◆ Given information
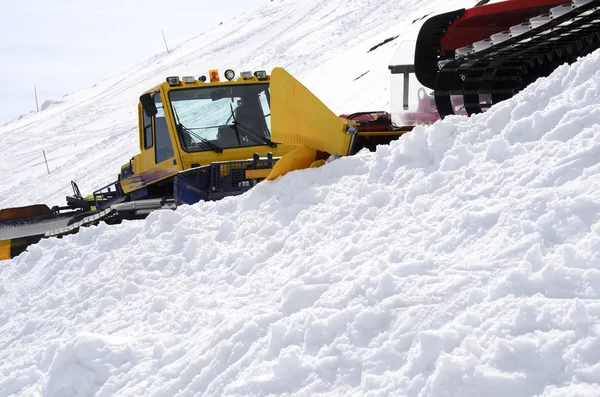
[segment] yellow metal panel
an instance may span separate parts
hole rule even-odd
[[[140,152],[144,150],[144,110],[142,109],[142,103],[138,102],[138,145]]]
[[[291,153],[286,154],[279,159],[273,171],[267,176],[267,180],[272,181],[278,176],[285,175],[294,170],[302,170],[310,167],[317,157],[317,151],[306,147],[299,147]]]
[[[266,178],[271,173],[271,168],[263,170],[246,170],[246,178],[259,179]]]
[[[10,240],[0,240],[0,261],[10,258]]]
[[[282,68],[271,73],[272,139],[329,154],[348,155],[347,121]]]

---

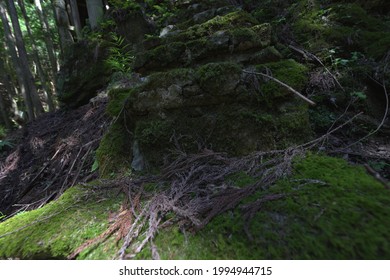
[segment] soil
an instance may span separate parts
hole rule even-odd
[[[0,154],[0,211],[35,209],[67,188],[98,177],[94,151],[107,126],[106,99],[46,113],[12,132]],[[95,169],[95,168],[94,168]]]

--

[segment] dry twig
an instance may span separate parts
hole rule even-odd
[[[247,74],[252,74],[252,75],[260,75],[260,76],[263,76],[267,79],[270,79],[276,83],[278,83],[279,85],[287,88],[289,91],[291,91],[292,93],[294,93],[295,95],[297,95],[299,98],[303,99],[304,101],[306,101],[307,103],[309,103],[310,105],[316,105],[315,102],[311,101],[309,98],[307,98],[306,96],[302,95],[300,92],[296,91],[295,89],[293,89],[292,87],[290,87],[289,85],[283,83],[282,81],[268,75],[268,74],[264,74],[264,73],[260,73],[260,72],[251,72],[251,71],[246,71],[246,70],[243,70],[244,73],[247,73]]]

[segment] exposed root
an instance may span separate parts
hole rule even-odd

◆ Work item
The answer must consist of each line in the entries above that includes "segment".

◆ Answer for this exercise
[segment] yellow metal panel
[segment] soil
[segment] dry twig
[segment] exposed root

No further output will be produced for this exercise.